EXCERPTED TEXT:

She rushed to sign up for an Obamacare plan, which covered only basic necessities. She didn’t seek mental health care on that plan, and never got off the waitlist to see a neurologist.

A doctor at the clinic she visited expressed concern about the complexity of her needs relative to the coverage she had.

“You need better insurance,” the doctor told her, an assessment Knisely found “vaguely alarming.”

The instructor of Knisely’s final college course offered her a tip. “If you enroll in grad school, you can get health insurance.” And so, to get coverage, she enrolled in a graduate program, took out student loans and moved across the country.

If she’d had the option, she might have stayed home to focus on recovery. 

Coming off the bench

Keith Lampman-Perlman came out of retirement for health insurance.

A former fundraising executive, Lampman-Perlman retired with his husband in 2018 at age 51 and 57, respectively. They sold their 4,800 square-foot home in Pennsylvania and moved to a one-bedroom condominium by the sea in Provincetown, Massachusetts.

They also bought health insurance through the marketplace. Their plan cost $1,100 a month, with a $7,500 deductible.

One evening in October 2019, while attending a gala fundraiser for a local art museum, Lampman-Perlman’s husband experienced chest pain. Because he’d previously had a serious heart problem, they took an ambulance to Cape Cod Hospital, about an hour away.

His husband turned out to be fine, but after a night in the hospital for observation, the couple met their deductible. They began thinking about how those costs could add up year after year on top of their monthly premiums.

“That’s a big chunk of change for anybody,” Lampman-Perlman said.

Lampman-Perlman switched to a lower-deductible plan that cost more each month. And though he says he was “the happiest retired person,” he started looking for a job with health benefits so he wouldn't have to keep paying on his own.

DATASET ENTRIES:
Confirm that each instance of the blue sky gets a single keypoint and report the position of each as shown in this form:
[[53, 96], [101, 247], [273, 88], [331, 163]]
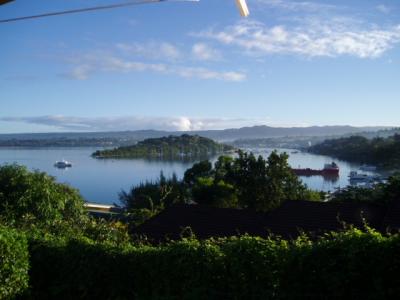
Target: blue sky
[[189, 66]]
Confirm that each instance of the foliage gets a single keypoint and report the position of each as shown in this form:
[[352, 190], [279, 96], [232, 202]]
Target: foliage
[[383, 152], [258, 183], [36, 197], [154, 195], [171, 147], [355, 263], [14, 263]]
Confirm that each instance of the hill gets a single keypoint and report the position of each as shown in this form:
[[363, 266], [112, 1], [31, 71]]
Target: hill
[[124, 138], [382, 152], [171, 147]]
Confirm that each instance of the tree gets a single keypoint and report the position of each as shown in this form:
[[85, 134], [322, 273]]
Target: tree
[[214, 193], [36, 195], [200, 169], [154, 195]]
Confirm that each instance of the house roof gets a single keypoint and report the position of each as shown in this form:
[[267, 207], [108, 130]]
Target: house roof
[[288, 221]]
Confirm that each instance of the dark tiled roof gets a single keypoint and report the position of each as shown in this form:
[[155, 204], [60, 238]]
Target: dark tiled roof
[[204, 221], [316, 217], [391, 220], [288, 220]]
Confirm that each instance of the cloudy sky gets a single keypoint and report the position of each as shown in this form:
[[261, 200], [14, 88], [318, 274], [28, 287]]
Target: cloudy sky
[[190, 66]]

WORK ORDER: Could you reproduce everything in the health insurance article from "If she’d had" down to "a $7,500 deductible."?

ANSWER FOR THE TASK:
If she’d had the option, she might have stayed home to focus on recovery. 

Coming off the bench

Keith Lampman-Perlman came out of retirement for health insurance.

A former fundraising executive, Lampman-Perlman retired with his husband in 2018 at age 51 and 57, respectively. They sold their 4,800 square-foot home in Pennsylvania and moved to a one-bedroom condominium by the sea in Provincetown, Massachusetts.

They also bought health insurance through the marketplace. Their plan cost $1,100 a month, with a $7,500 deductible.